Exercise requirements -
Rewrite the lines from the one containing "Could you please point out the virgin" through the one containing "(1266, 241)", changing "building facade" to "building front" and leaving everything else unchanged.

Entries provided -
____________

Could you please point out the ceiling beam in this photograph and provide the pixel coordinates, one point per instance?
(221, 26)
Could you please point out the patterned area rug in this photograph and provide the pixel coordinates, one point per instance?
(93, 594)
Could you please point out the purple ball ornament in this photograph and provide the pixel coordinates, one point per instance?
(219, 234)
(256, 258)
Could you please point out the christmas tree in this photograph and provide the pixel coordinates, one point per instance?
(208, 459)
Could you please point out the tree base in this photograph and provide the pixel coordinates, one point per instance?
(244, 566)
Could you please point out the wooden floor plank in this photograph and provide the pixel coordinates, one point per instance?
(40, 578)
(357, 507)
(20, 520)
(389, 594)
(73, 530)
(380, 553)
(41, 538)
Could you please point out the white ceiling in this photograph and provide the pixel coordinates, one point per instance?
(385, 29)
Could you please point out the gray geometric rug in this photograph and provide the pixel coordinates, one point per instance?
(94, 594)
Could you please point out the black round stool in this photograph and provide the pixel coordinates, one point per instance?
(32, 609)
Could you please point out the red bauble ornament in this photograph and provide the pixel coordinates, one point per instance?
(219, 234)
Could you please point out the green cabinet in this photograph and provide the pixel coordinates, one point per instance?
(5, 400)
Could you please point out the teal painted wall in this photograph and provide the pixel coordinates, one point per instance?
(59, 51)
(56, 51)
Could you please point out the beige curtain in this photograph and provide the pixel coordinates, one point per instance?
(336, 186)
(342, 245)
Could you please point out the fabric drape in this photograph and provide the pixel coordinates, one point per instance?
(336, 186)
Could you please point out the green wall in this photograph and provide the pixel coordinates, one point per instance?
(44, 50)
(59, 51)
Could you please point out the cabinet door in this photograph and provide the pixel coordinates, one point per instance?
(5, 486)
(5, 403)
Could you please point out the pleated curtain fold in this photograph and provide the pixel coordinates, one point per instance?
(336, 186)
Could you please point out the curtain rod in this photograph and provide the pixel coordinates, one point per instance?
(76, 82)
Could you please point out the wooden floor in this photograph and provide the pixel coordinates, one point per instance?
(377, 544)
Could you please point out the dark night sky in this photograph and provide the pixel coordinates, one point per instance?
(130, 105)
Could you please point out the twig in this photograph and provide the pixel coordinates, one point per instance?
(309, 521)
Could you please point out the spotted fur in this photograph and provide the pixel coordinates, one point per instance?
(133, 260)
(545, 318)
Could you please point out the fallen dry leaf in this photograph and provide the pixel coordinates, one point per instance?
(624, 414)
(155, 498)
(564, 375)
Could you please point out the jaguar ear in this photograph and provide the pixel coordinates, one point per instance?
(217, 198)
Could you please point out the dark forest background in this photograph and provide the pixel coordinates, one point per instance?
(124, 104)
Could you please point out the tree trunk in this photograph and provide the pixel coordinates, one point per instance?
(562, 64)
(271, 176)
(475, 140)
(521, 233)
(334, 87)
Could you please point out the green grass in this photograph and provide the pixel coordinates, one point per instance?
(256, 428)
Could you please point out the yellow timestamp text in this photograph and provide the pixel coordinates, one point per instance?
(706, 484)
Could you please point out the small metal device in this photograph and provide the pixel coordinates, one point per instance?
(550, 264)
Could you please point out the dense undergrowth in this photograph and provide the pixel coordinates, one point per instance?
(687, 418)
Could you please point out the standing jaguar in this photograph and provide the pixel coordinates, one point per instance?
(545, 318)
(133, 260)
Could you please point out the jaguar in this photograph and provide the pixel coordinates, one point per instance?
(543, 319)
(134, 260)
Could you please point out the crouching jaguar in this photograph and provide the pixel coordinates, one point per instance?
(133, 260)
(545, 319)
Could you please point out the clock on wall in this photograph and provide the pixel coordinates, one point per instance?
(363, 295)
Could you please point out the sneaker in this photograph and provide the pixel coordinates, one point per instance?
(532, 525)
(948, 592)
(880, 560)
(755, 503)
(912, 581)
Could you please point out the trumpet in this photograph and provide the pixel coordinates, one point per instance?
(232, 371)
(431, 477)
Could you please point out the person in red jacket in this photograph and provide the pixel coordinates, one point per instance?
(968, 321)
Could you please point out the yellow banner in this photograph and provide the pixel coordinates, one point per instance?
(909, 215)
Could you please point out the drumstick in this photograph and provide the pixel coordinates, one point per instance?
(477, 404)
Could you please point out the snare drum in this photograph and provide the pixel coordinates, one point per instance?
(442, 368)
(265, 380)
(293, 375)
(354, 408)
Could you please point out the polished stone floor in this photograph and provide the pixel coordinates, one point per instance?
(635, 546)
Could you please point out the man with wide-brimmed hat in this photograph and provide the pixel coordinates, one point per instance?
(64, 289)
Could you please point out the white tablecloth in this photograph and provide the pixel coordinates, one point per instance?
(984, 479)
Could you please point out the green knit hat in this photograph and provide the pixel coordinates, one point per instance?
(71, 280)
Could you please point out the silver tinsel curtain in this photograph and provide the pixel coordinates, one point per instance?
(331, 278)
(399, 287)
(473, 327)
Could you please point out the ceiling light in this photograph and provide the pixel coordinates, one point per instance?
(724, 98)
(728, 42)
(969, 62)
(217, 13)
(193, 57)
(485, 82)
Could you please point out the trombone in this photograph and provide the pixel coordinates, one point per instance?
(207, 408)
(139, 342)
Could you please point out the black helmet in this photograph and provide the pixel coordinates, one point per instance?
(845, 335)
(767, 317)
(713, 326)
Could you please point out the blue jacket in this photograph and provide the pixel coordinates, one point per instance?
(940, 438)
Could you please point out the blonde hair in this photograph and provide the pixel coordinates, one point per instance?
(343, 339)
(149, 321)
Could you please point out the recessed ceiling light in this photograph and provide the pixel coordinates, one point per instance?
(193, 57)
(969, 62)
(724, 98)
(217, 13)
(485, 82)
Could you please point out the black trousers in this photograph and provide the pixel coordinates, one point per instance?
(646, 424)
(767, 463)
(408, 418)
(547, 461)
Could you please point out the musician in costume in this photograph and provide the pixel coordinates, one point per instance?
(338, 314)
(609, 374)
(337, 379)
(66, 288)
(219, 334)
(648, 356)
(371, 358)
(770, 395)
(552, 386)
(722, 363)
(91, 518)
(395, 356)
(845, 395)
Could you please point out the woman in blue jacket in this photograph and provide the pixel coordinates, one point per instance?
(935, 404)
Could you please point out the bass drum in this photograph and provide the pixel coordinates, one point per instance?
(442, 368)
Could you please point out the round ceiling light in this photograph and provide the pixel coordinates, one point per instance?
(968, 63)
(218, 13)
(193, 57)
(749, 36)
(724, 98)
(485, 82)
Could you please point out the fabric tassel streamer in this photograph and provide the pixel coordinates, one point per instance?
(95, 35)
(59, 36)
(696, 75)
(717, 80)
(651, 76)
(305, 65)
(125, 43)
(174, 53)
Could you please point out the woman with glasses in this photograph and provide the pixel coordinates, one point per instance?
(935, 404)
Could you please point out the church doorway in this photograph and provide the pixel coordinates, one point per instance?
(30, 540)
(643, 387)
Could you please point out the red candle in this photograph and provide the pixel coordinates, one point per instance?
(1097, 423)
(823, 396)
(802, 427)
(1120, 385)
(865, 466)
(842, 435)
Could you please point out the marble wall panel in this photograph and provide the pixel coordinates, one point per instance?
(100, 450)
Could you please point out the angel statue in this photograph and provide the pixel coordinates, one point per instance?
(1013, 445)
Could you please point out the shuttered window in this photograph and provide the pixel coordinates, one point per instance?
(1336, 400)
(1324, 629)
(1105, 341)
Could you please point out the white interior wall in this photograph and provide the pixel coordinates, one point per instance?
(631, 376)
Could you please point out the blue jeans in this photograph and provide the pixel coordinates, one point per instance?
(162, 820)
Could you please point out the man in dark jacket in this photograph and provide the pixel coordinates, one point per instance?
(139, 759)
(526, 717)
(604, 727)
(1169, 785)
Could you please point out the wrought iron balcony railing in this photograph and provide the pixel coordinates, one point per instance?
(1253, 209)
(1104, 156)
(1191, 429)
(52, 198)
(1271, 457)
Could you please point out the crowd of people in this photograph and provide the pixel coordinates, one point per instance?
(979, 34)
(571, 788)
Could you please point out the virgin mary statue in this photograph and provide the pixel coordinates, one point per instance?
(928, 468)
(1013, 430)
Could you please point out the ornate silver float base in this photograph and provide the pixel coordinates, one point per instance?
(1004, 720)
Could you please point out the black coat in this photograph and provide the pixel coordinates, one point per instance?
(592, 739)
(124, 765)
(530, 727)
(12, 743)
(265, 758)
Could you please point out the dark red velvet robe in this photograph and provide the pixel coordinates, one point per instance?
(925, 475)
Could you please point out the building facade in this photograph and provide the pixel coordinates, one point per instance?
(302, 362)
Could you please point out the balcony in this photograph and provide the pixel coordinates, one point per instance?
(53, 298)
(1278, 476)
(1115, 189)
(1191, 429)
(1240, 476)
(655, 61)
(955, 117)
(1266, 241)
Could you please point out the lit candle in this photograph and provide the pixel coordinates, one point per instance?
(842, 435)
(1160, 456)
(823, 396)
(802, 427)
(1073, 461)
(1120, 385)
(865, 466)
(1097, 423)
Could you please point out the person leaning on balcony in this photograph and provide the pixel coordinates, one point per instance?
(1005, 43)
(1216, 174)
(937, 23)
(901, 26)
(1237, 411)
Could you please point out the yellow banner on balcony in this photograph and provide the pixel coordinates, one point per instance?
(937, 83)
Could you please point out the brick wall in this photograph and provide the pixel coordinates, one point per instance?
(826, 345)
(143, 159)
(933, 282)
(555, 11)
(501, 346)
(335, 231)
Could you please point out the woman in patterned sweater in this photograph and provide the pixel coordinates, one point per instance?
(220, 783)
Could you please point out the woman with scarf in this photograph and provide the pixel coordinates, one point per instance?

____________

Full solution -
Could you please point out the virgin mary statue in this photograph and provide the pixel coordinates, one point per instance?
(928, 468)
(1013, 430)
Could you please point out the ornate silver float base in this photograph and provide the pixel coordinates, one point per instance?
(1004, 720)
Could you please point out the black coat in this photograph and provide the pixel coordinates, one point per instance?
(592, 739)
(124, 765)
(530, 727)
(12, 743)
(265, 758)
Could you please point out the dark red velvet robe in this photograph and provide the pixel coordinates, one point per instance?
(925, 475)
Could you please point out the building front in this photograph and provide the pixel coordinates, one point per instance?
(302, 362)
Could you please point out the balcony in this photograph and provide the pixel coordinates, one point per instance?
(53, 298)
(1278, 476)
(1115, 189)
(1191, 429)
(1240, 476)
(655, 61)
(955, 117)
(1266, 241)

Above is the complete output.